#### TASK MATERIAL ####
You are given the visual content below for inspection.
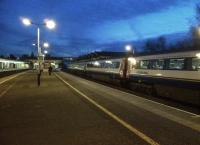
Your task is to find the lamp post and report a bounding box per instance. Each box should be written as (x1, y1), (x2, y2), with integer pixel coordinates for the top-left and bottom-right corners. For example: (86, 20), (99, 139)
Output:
(42, 42), (49, 63)
(22, 18), (56, 73)
(43, 50), (48, 63)
(122, 44), (134, 80)
(42, 54), (45, 63)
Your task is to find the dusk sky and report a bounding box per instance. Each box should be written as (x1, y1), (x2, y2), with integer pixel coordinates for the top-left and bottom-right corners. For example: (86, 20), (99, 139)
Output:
(0, 0), (199, 57)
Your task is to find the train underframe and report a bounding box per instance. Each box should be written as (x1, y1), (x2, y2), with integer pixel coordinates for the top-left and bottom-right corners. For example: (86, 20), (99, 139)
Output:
(66, 69), (200, 107)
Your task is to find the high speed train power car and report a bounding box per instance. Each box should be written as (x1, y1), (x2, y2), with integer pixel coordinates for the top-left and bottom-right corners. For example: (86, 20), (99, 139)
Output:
(66, 50), (200, 106)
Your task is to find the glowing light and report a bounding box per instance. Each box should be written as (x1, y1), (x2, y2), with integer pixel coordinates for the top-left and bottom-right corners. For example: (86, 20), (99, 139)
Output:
(125, 45), (132, 51)
(156, 73), (162, 76)
(43, 42), (49, 48)
(22, 18), (31, 26)
(44, 50), (48, 54)
(94, 61), (100, 66)
(45, 19), (56, 29)
(128, 57), (136, 65)
(196, 53), (200, 58)
(105, 60), (112, 64)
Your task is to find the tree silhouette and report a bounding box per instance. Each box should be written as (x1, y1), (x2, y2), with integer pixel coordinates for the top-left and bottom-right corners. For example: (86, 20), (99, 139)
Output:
(157, 36), (166, 51)
(9, 54), (16, 60)
(144, 39), (156, 53)
(144, 36), (166, 53)
(30, 52), (35, 59)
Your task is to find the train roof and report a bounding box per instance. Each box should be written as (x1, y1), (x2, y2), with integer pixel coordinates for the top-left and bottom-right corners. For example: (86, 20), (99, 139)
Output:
(0, 58), (27, 63)
(69, 50), (200, 63)
(135, 50), (200, 60)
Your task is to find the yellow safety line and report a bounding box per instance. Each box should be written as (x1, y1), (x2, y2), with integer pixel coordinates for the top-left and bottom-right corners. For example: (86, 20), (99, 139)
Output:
(0, 71), (26, 98)
(55, 73), (160, 145)
(0, 71), (27, 85)
(0, 83), (15, 98)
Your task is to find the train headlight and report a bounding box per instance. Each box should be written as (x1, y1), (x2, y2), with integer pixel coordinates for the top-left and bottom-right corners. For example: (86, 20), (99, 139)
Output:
(196, 53), (200, 59)
(128, 57), (136, 65)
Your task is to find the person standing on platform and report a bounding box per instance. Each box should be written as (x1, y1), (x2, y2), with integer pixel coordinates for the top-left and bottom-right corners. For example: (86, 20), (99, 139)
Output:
(48, 65), (53, 76)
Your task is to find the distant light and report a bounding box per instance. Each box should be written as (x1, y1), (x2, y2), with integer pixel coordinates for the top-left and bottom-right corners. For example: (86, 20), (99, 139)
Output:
(44, 50), (48, 54)
(196, 53), (200, 58)
(105, 60), (112, 64)
(94, 61), (100, 66)
(22, 18), (31, 26)
(42, 54), (45, 57)
(45, 19), (56, 29)
(43, 42), (49, 48)
(125, 45), (132, 51)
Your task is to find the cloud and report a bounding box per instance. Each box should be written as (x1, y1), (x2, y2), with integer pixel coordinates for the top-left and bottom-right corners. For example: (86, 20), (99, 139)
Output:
(87, 0), (197, 43)
(0, 23), (33, 38)
(0, 0), (198, 56)
(48, 37), (99, 56)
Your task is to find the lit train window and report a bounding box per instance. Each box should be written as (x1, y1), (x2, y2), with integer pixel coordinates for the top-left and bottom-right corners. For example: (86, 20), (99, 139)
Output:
(0, 62), (2, 69)
(112, 62), (120, 68)
(151, 59), (164, 69)
(192, 58), (200, 70)
(100, 62), (105, 68)
(104, 62), (112, 68)
(139, 60), (150, 69)
(169, 58), (185, 70)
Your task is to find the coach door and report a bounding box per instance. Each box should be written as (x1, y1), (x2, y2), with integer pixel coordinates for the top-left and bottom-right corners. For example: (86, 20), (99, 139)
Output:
(119, 58), (128, 79)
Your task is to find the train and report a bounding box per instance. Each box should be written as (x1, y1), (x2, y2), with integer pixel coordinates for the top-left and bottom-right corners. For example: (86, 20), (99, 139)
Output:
(0, 58), (29, 72)
(66, 50), (200, 106)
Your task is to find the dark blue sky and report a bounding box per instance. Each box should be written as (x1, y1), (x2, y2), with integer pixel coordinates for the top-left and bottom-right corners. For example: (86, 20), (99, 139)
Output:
(0, 0), (199, 56)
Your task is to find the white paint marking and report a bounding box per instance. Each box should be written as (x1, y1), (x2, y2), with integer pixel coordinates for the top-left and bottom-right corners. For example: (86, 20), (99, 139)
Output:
(0, 71), (26, 98)
(0, 71), (26, 85)
(121, 90), (199, 117)
(0, 83), (15, 98)
(55, 73), (160, 145)
(61, 72), (199, 117)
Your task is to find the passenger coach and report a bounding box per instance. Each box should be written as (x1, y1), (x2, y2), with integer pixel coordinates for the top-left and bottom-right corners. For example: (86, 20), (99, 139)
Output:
(0, 58), (29, 72)
(66, 50), (200, 106)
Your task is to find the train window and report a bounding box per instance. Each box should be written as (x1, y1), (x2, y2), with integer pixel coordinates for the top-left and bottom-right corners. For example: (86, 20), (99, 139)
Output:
(87, 63), (96, 68)
(100, 61), (120, 69)
(4, 62), (8, 69)
(88, 62), (101, 68)
(112, 62), (120, 68)
(192, 58), (200, 70)
(104, 62), (112, 68)
(169, 58), (185, 70)
(86, 64), (91, 68)
(0, 62), (2, 69)
(139, 60), (150, 69)
(136, 61), (140, 69)
(100, 62), (105, 68)
(151, 59), (164, 69)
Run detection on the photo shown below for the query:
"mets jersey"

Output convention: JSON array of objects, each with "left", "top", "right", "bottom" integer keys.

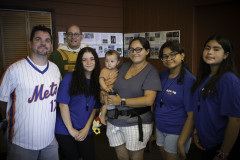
[{"left": 0, "top": 56, "right": 61, "bottom": 150}]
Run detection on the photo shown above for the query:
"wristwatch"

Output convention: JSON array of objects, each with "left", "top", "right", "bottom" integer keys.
[{"left": 121, "top": 98, "right": 126, "bottom": 106}]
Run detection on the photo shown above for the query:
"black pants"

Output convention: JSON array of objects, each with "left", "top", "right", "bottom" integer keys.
[
  {"left": 188, "top": 132, "right": 240, "bottom": 160},
  {"left": 56, "top": 133, "right": 95, "bottom": 160}
]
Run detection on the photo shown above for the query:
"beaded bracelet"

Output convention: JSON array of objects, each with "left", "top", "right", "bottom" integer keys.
[{"left": 216, "top": 150, "right": 229, "bottom": 160}]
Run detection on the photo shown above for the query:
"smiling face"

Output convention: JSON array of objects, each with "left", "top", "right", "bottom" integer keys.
[
  {"left": 30, "top": 31, "right": 51, "bottom": 56},
  {"left": 66, "top": 25, "right": 83, "bottom": 50},
  {"left": 129, "top": 40, "right": 149, "bottom": 64},
  {"left": 202, "top": 40, "right": 229, "bottom": 67},
  {"left": 162, "top": 47, "right": 184, "bottom": 70},
  {"left": 82, "top": 51, "right": 96, "bottom": 73}
]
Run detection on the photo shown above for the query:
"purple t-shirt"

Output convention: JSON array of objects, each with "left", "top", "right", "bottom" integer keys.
[
  {"left": 155, "top": 69, "right": 195, "bottom": 134},
  {"left": 55, "top": 72, "right": 100, "bottom": 135},
  {"left": 193, "top": 72, "right": 240, "bottom": 149},
  {"left": 108, "top": 62, "right": 162, "bottom": 127}
]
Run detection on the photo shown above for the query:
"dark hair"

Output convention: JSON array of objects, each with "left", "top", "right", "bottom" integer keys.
[
  {"left": 69, "top": 47, "right": 100, "bottom": 101},
  {"left": 105, "top": 50, "right": 120, "bottom": 60},
  {"left": 159, "top": 41, "right": 190, "bottom": 83},
  {"left": 30, "top": 25, "right": 52, "bottom": 42},
  {"left": 192, "top": 35, "right": 239, "bottom": 98},
  {"left": 128, "top": 37, "right": 151, "bottom": 59},
  {"left": 66, "top": 25, "right": 82, "bottom": 35}
]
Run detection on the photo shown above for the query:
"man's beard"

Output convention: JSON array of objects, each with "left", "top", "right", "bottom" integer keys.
[{"left": 35, "top": 46, "right": 50, "bottom": 56}]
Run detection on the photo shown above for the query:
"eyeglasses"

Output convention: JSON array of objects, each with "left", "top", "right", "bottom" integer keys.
[
  {"left": 128, "top": 47, "right": 145, "bottom": 54},
  {"left": 67, "top": 32, "right": 81, "bottom": 37},
  {"left": 161, "top": 52, "right": 179, "bottom": 61}
]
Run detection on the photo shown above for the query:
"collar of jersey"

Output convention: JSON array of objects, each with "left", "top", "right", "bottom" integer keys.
[{"left": 25, "top": 57, "right": 49, "bottom": 74}]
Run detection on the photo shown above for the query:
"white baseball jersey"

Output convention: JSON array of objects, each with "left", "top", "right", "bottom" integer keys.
[{"left": 0, "top": 56, "right": 61, "bottom": 150}]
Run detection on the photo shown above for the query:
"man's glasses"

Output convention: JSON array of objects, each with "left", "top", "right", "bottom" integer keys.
[
  {"left": 67, "top": 32, "right": 81, "bottom": 37},
  {"left": 128, "top": 47, "right": 145, "bottom": 54},
  {"left": 161, "top": 52, "right": 180, "bottom": 61}
]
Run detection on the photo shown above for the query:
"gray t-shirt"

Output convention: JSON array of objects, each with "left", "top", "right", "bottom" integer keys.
[{"left": 108, "top": 62, "right": 162, "bottom": 127}]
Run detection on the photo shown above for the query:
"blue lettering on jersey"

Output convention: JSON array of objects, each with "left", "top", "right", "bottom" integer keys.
[{"left": 28, "top": 82, "right": 58, "bottom": 103}]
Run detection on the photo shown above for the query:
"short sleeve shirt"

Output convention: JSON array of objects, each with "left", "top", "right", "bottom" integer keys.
[
  {"left": 108, "top": 62, "right": 162, "bottom": 127},
  {"left": 55, "top": 72, "right": 100, "bottom": 135},
  {"left": 154, "top": 70, "right": 196, "bottom": 134},
  {"left": 193, "top": 72, "right": 240, "bottom": 149}
]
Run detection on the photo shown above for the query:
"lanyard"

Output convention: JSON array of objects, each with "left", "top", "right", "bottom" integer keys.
[
  {"left": 160, "top": 77, "right": 178, "bottom": 107},
  {"left": 197, "top": 88, "right": 204, "bottom": 112},
  {"left": 85, "top": 95, "right": 91, "bottom": 111},
  {"left": 197, "top": 76, "right": 211, "bottom": 112}
]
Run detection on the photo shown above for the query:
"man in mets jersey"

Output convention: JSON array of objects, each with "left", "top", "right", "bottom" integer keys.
[{"left": 0, "top": 25, "right": 61, "bottom": 160}]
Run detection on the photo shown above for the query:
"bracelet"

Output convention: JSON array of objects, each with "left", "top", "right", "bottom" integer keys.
[{"left": 216, "top": 150, "right": 229, "bottom": 160}]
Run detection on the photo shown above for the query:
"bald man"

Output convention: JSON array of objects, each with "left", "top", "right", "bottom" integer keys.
[{"left": 49, "top": 25, "right": 87, "bottom": 77}]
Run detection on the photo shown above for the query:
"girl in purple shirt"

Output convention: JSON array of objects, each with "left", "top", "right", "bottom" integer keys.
[
  {"left": 192, "top": 35, "right": 240, "bottom": 160},
  {"left": 155, "top": 41, "right": 195, "bottom": 160},
  {"left": 55, "top": 47, "right": 101, "bottom": 160}
]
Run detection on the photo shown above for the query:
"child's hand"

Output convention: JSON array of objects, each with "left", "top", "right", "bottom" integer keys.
[
  {"left": 193, "top": 133, "right": 206, "bottom": 150},
  {"left": 68, "top": 128, "right": 79, "bottom": 138},
  {"left": 105, "top": 87, "right": 112, "bottom": 92},
  {"left": 75, "top": 127, "right": 88, "bottom": 141}
]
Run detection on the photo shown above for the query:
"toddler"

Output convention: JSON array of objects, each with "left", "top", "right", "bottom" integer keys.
[{"left": 99, "top": 50, "right": 120, "bottom": 125}]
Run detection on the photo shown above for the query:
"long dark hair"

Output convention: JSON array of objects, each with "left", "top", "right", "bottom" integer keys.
[
  {"left": 159, "top": 41, "right": 190, "bottom": 83},
  {"left": 192, "top": 35, "right": 239, "bottom": 98},
  {"left": 69, "top": 47, "right": 100, "bottom": 101}
]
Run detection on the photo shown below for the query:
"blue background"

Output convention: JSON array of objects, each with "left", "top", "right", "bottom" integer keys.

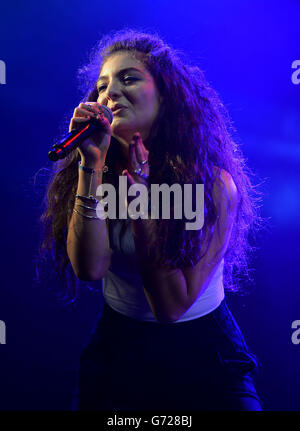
[{"left": 0, "top": 0, "right": 299, "bottom": 410}]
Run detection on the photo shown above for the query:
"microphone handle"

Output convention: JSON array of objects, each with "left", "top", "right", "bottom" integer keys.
[
  {"left": 48, "top": 105, "right": 113, "bottom": 162},
  {"left": 48, "top": 121, "right": 100, "bottom": 162}
]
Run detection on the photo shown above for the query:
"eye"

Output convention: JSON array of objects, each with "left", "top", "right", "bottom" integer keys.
[
  {"left": 97, "top": 84, "right": 107, "bottom": 93},
  {"left": 97, "top": 76, "right": 139, "bottom": 93},
  {"left": 123, "top": 76, "right": 138, "bottom": 84}
]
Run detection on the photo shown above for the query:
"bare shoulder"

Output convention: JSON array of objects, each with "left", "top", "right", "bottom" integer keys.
[{"left": 212, "top": 166, "right": 239, "bottom": 213}]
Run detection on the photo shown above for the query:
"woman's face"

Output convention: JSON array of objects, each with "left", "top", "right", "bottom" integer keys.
[{"left": 97, "top": 51, "right": 161, "bottom": 145}]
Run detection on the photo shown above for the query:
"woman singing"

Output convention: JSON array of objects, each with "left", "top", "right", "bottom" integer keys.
[{"left": 39, "top": 29, "right": 264, "bottom": 410}]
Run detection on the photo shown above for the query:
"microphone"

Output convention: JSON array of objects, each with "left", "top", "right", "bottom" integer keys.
[{"left": 48, "top": 105, "right": 113, "bottom": 161}]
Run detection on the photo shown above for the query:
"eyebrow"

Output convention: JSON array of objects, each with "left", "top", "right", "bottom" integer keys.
[{"left": 97, "top": 67, "right": 144, "bottom": 85}]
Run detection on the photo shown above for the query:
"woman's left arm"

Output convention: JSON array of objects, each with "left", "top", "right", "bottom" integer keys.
[{"left": 130, "top": 167, "right": 239, "bottom": 324}]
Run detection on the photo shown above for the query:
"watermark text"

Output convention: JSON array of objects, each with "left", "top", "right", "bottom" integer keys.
[
  {"left": 291, "top": 320, "right": 300, "bottom": 344},
  {"left": 291, "top": 60, "right": 300, "bottom": 85},
  {"left": 0, "top": 320, "right": 6, "bottom": 344},
  {"left": 96, "top": 176, "right": 204, "bottom": 230},
  {"left": 0, "top": 60, "right": 6, "bottom": 85}
]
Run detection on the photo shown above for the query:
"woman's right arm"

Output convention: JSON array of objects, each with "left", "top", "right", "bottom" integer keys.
[
  {"left": 66, "top": 102, "right": 112, "bottom": 281},
  {"left": 66, "top": 159, "right": 112, "bottom": 281}
]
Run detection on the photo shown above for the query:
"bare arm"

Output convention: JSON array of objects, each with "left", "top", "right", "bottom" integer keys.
[
  {"left": 66, "top": 102, "right": 112, "bottom": 281},
  {"left": 131, "top": 168, "right": 238, "bottom": 323},
  {"left": 66, "top": 158, "right": 111, "bottom": 281}
]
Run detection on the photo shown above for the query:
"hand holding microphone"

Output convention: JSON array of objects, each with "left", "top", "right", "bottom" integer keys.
[{"left": 48, "top": 102, "right": 113, "bottom": 164}]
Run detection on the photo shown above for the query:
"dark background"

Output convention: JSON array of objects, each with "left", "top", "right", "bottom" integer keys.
[{"left": 0, "top": 0, "right": 299, "bottom": 410}]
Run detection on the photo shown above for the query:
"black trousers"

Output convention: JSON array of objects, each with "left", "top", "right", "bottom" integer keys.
[{"left": 72, "top": 299, "right": 263, "bottom": 411}]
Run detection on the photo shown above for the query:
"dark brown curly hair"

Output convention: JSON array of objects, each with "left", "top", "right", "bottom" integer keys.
[{"left": 35, "top": 28, "right": 266, "bottom": 302}]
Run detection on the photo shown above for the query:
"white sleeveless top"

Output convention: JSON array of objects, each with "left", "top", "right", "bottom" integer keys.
[{"left": 102, "top": 216, "right": 225, "bottom": 323}]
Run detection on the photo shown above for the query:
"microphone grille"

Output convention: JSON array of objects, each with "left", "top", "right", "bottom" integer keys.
[{"left": 101, "top": 105, "right": 113, "bottom": 124}]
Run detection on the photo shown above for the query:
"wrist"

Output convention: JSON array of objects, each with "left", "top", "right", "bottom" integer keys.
[
  {"left": 80, "top": 157, "right": 107, "bottom": 171},
  {"left": 78, "top": 161, "right": 108, "bottom": 176}
]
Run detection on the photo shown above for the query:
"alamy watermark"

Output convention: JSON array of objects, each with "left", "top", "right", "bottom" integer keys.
[
  {"left": 0, "top": 320, "right": 6, "bottom": 344},
  {"left": 291, "top": 60, "right": 300, "bottom": 85},
  {"left": 291, "top": 320, "right": 300, "bottom": 345},
  {"left": 0, "top": 60, "right": 6, "bottom": 84},
  {"left": 95, "top": 176, "right": 204, "bottom": 231}
]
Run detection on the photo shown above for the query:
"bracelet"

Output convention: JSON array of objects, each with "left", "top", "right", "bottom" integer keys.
[
  {"left": 74, "top": 202, "right": 97, "bottom": 211},
  {"left": 78, "top": 161, "right": 108, "bottom": 198},
  {"left": 78, "top": 161, "right": 108, "bottom": 174},
  {"left": 75, "top": 194, "right": 99, "bottom": 204},
  {"left": 73, "top": 208, "right": 99, "bottom": 220}
]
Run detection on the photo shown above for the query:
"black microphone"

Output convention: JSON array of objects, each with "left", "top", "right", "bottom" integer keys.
[{"left": 48, "top": 105, "right": 113, "bottom": 161}]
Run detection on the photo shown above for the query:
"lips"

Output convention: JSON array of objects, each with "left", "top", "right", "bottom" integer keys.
[{"left": 111, "top": 104, "right": 127, "bottom": 112}]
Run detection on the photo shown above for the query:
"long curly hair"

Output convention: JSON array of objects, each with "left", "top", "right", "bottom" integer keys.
[{"left": 35, "top": 28, "right": 266, "bottom": 302}]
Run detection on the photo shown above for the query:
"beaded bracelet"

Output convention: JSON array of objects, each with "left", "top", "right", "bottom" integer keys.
[{"left": 78, "top": 161, "right": 108, "bottom": 201}]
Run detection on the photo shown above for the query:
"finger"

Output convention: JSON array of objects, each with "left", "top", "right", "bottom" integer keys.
[
  {"left": 132, "top": 133, "right": 144, "bottom": 162},
  {"left": 71, "top": 116, "right": 91, "bottom": 122},
  {"left": 74, "top": 106, "right": 104, "bottom": 118},
  {"left": 132, "top": 134, "right": 149, "bottom": 179},
  {"left": 79, "top": 102, "right": 105, "bottom": 115},
  {"left": 74, "top": 107, "right": 94, "bottom": 118},
  {"left": 133, "top": 132, "right": 149, "bottom": 163},
  {"left": 74, "top": 108, "right": 108, "bottom": 133},
  {"left": 79, "top": 102, "right": 99, "bottom": 110},
  {"left": 129, "top": 141, "right": 139, "bottom": 173},
  {"left": 69, "top": 115, "right": 92, "bottom": 132},
  {"left": 85, "top": 104, "right": 109, "bottom": 126},
  {"left": 70, "top": 106, "right": 107, "bottom": 132}
]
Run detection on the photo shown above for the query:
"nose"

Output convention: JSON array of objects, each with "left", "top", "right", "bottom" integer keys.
[
  {"left": 97, "top": 79, "right": 122, "bottom": 107},
  {"left": 105, "top": 79, "right": 122, "bottom": 101}
]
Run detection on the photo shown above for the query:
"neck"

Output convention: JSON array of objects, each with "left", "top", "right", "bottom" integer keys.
[
  {"left": 109, "top": 135, "right": 129, "bottom": 176},
  {"left": 112, "top": 134, "right": 130, "bottom": 161}
]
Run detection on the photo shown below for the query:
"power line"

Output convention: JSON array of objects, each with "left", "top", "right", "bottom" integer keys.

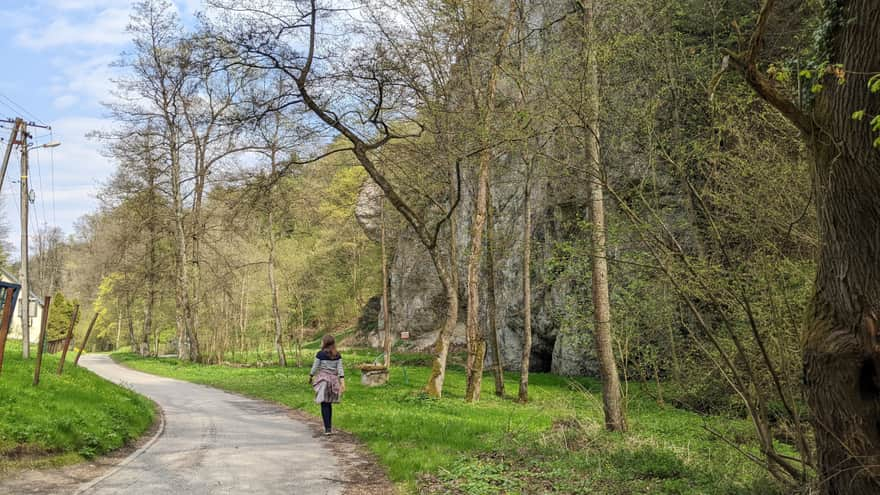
####
## REQUIREMENT
Your answer should be every line above that contains the word "window".

## THE ANSWER
Your task is to find the lit train window and report a bounding box per instance. Each box should be written as (x1, y1), (x2, y2), with integer pixel coordinates for the top-left and bottom-right corners. For example: (86, 20), (99, 139)
Your task is to find the train window and report a bounding box per instance. Each box should be written as (x1, y1), (x2, y2), with integer pixel coordinates for the top-left and bottom-right corners. For example: (86, 20), (99, 139)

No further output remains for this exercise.